__DIRECTIVE__
Below is a block of data; give all of it again word for word.

* start ENTRIES SHOWN *

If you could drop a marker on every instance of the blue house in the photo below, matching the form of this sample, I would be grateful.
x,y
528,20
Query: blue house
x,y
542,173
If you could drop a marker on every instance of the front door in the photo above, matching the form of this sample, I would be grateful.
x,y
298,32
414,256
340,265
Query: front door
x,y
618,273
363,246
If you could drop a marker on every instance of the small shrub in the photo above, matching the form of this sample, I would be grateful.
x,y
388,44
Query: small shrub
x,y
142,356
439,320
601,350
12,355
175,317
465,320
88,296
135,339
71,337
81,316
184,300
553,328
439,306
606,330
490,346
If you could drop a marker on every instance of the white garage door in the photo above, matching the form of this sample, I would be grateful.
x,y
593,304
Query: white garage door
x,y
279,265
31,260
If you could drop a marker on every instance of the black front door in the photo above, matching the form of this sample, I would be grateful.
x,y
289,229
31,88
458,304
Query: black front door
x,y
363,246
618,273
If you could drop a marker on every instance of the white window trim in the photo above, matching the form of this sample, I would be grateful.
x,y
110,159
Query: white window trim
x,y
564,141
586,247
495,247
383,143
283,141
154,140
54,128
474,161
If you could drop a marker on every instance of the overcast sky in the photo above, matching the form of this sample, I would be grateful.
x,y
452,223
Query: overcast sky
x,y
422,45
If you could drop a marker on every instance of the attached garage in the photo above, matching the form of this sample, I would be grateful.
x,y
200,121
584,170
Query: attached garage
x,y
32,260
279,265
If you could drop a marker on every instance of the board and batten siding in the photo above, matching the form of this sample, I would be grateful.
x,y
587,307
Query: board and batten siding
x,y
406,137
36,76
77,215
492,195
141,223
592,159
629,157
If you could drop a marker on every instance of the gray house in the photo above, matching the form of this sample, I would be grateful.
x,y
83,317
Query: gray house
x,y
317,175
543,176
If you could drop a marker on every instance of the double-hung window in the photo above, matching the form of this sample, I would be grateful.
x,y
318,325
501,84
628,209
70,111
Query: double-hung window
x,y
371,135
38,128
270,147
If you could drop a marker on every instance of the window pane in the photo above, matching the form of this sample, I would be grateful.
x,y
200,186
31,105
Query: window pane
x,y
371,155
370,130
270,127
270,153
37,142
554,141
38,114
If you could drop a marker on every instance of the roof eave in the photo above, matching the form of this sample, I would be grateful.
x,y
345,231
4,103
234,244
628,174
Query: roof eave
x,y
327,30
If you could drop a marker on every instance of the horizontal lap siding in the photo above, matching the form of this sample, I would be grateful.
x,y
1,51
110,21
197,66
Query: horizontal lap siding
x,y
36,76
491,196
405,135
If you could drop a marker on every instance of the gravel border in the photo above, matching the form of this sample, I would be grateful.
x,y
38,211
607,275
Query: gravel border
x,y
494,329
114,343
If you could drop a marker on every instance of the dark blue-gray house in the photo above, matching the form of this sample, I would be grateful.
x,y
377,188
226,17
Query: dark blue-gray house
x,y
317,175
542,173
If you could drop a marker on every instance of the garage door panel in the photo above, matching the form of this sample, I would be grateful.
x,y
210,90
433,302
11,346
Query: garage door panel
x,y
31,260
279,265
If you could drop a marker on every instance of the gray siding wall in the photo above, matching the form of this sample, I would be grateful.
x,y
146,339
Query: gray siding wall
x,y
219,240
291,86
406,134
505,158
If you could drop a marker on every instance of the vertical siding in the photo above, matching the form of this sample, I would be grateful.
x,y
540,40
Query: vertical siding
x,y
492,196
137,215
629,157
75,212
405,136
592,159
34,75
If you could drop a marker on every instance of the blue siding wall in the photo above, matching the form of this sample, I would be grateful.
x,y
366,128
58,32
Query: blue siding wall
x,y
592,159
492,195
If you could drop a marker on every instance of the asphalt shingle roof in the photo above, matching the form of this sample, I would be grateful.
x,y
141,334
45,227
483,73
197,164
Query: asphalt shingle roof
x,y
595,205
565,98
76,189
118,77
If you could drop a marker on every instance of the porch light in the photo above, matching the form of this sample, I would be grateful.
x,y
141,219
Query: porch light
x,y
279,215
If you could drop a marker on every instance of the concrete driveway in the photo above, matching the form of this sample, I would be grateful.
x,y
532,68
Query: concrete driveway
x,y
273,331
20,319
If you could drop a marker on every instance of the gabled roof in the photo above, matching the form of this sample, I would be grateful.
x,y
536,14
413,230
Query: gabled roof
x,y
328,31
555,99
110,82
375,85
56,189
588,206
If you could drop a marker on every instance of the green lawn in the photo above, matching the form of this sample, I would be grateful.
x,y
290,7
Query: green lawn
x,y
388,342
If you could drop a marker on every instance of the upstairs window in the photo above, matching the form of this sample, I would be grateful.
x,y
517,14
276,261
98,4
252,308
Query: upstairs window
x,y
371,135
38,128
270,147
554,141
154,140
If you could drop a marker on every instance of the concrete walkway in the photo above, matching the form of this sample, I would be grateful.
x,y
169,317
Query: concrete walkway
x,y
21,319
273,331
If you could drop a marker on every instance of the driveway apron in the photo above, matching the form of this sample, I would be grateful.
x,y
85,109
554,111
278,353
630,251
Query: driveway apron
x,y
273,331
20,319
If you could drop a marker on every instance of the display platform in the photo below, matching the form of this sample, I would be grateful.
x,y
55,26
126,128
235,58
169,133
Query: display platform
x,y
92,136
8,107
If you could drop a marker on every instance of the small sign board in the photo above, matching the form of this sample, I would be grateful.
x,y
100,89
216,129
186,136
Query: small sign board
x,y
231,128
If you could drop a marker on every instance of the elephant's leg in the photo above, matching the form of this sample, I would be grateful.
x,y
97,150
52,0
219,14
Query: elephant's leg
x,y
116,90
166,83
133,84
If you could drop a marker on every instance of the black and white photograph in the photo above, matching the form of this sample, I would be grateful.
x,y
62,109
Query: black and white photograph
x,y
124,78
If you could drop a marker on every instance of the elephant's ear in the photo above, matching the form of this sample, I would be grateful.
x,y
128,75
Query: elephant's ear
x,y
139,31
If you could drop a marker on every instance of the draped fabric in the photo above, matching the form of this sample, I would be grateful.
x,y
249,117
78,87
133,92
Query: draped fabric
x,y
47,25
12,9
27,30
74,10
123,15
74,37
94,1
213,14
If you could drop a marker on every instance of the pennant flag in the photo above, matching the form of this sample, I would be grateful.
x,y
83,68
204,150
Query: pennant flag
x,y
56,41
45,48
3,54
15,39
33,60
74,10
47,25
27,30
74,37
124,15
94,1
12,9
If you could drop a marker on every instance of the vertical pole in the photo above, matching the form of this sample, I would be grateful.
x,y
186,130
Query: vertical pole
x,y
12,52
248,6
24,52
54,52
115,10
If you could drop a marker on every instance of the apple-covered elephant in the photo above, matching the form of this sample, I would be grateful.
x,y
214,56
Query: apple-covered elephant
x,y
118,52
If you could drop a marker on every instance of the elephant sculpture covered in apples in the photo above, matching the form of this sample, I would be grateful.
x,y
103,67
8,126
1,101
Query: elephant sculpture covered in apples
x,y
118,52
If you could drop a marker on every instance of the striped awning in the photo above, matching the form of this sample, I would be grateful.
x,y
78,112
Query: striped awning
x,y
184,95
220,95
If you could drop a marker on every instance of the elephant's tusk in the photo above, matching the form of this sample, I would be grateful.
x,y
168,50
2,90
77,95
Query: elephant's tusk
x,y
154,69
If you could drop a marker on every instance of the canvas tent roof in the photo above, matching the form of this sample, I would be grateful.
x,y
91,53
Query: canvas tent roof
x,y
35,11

* end ENTRIES SHOWN *

__RESPONSE__
If you could drop a marker on every instance of the blue house in the photo below, matching the form of this sample, I would be grateful.
x,y
528,20
Query: blue house
x,y
542,173
If you could drop a marker on every instance of the front door in the photo above, matching the form of this sample, I would be grateful.
x,y
298,32
414,256
340,265
Query: front door
x,y
618,273
363,246
If you could drop a marker on every instance of the small shrub in the photo above, matching the form of this sample, I would be grateful.
x,y
388,44
Query: small shrub
x,y
142,356
439,320
601,350
12,355
175,317
465,320
88,296
135,339
71,337
81,316
184,300
553,328
439,306
606,330
490,346
If you could drop a marker on every instance of the white garage door in the photo above, matching the form of this sample, I would be grateful.
x,y
593,304
Query: white garage door
x,y
279,265
31,260
If you could drop a marker on every instance of the black front door in the photo above, matching the form of this sample, I would be grateful.
x,y
289,229
31,88
458,304
Query: black front door
x,y
363,246
618,273
If you could drop a marker on every instance of the white window trim in the photo above, matching the form of this sample, I would be grateful.
x,y
110,159
Query: white window trim
x,y
564,141
586,247
495,247
383,143
283,141
154,140
54,128
474,161
If you could drop a marker on every instance of the overcast sky in the photo above, matching the form of this sample, I would be grateful.
x,y
452,223
Query: overcast sky
x,y
422,45
If you could drop a marker on every instance of the attached garage in the photo above, matching the form of this sample, I would be grateful.
x,y
200,121
584,170
Query: attached garage
x,y
32,260
279,265
If you could drop a marker on every instance of the board and batten siding in the photo above, matching the form of this sample, I would be grateful.
x,y
587,307
Query: board and batten siding
x,y
406,137
36,76
77,215
492,195
141,223
592,159
629,157
If you could drop a marker on every instance of the gray house in the photo above, matching the form of this sample, I would be grateful.
x,y
83,317
Query: gray house
x,y
317,175
543,176
If you could drop a marker on every instance of the double-hung window in the photo above, matching the form of this sample, I would be grateful.
x,y
318,325
501,84
628,209
70,111
Query: double-hung window
x,y
371,135
38,128
270,147
If you could drop a marker on every instance of the window pane in the photo above, matching the form of this sample, I would be grateful.
x,y
200,186
31,105
Query: window pane
x,y
371,155
370,130
270,127
270,153
37,142
554,141
38,114
If you could drop a marker on every instance of the roof eave in the photo above, matching the form of this sample, I would be grateful.
x,y
345,231
4,103
234,244
628,174
Query: roof eave
x,y
327,30
If you could drop a marker on every instance of the horizontal lap siding in the photo above, matching the form of this sample, I would be grateful.
x,y
1,51
110,21
197,66
Query: horizontal lap siding
x,y
36,76
491,196
405,135
If you could drop a marker on every instance of the gravel border in the photo above, matching the form of this sample, I would be grateful.
x,y
38,211
607,275
Query: gravel border
x,y
494,329
114,343
If you could drop a marker on every instance of the dark blue-gray house in the photo above, matching the form of this sample, I would be grateful.
x,y
377,188
226,17
Query: dark blue-gray house
x,y
317,175
542,173
If you could drop a marker on every instance of the garage door panel in the photo above, matching the form of this sample, I would be grateful.
x,y
210,90
433,302
11,346
Query: garage door panel
x,y
31,260
279,265
If you could drop a marker on every instance of the gray siding wall in the photo above, matching the form of this sample, I would be grateful.
x,y
146,339
Query: gray siding wall
x,y
219,240
291,86
406,134
505,158
If you could drop a marker on every instance of the vertical siding in the photo above, matching the form of this sample, I would be grateful.
x,y
540,40
Query: vertical siding
x,y
492,196
137,215
629,157
75,212
405,136
592,159
34,75
If you could drop a marker on every instance of the blue siding wall in the photo above, matching the form of this sample, I would be grateful.
x,y
366,128
58,32
Query: blue siding wall
x,y
592,159
492,195
If you could drop a marker on every instance of the asphalt shingle roof in the photo above, matching the form of this sample, I would be grateful.
x,y
141,334
45,227
483,73
197,164
Query: asphalt shingle roof
x,y
595,205
565,98
76,189
118,77
If you could drop a marker on every instance of the porch light in the photo above, matching the form of this sample, I would be grateful.
x,y
141,219
Query: porch light
x,y
279,215
If you could drop a marker on every instance of the concrete driveway in the photo above, matching the form of this sample, I would be grateful.
x,y
532,68
Query: concrete driveway
x,y
273,331
20,319
If you could drop a marker on every instance of the gabled roof in the photo above, matching the form of this sample, I would be grateful.
x,y
536,14
413,230
Query: gabled roof
x,y
328,31
555,99
110,82
375,85
56,189
588,206
If you could drop a marker on every instance of the green lawn in the photo above, matching the form of this sample, I would be grateful.
x,y
290,7
Query: green lawn
x,y
388,342
If you could drop a marker on every instance of the upstairs window in the photo above, matching the form of this sample, I would be grateful.
x,y
517,14
276,261
98,4
252,308
Query: upstairs window
x,y
371,135
38,128
270,147
554,141
154,140
If you could drop a marker on every instance of the concrete walkway in the photo above, matching the form of this sample, I would be grateful.
x,y
169,317
Query: concrete walkway
x,y
21,319
273,331
If you could drop a marker on every instance of the driveway apron in the photo above, matching the form of this sample, I would be grateful.
x,y
85,109
554,111
278,353
630,251
Query: driveway apron
x,y
273,331
20,319
If you could drop a marker on every instance of the display platform in the photo below, matching the form of this sample, I would be grateful.
x,y
55,26
126,128
235,58
169,133
Query: display platform
x,y
92,136
8,107
If you could drop a marker on every instance of the small sign board in the photo above, matching the form of this sample, I would be grateful.
x,y
100,89
216,129
186,136
Query: small sign board
x,y
231,128
If you could drop a marker on every instance of the elephant's leg in the photo above, matching the form of this sample, I would be grateful.
x,y
97,150
52,0
219,14
Query: elephant's leg
x,y
116,90
166,83
133,84
If you could drop a marker on every instance of the black and white photograph in the photo above, matching the form of this sample, I would be grateful.
x,y
62,109
Query: black and white photograph
x,y
124,78
If you could drop a marker on every instance of the elephant's ear in the photo above, matching the form of this sample, I would be grateful.
x,y
128,75
Query: elephant's ear
x,y
139,31
If you could drop a marker on every instance of the draped fabric in the photo above, matching the form of this sample, I would be grateful.
x,y
249,117
78,87
133,92
Query: draped fabric
x,y
47,25
12,9
27,30
74,10
123,15
74,37
94,1
213,14
If you could drop a marker on every instance of the pennant flag in the photo above, matching the form of this sample, I would be grateful.
x,y
83,68
204,150
Query: pennant flag
x,y
56,41
45,48
3,54
15,39
33,60
74,10
47,25
27,30
74,37
124,15
94,1
12,9
If you could drop a marker on every instance of the vertical pole in the photo above, matching the form of this sample, I would be grateful.
x,y
186,130
Query: vertical pole
x,y
12,52
248,6
24,52
54,52
115,10
If you could drop a marker on every instance of the apple-covered elephant in the photo above, matching the form of this sample, I would be grateful.
x,y
214,56
Query: apple-covered elephant
x,y
118,52
If you could drop a marker on every instance of the elephant sculpture covered in apples in the photo above, matching the form of this sample, I would be grateful.
x,y
103,67
8,126
1,101
Query: elephant sculpture covered in apples
x,y
118,52
If you could drop a marker on every instance of the striped awning in the photo above, matching the form of this sample, I would be grateful.
x,y
78,112
Query: striped awning
x,y
184,95
220,95
If you could drop a marker on every instance of the elephant's tusk in the photo above, matching the form of this sample, I would be grateful.
x,y
168,50
2,90
77,95
Query: elephant's tusk
x,y
154,69
If you could drop a marker on every instance of the canvas tent roof in the photo above, matching the form of this sample, I would be grateful.
x,y
91,53
Query: canvas tent roof
x,y
35,11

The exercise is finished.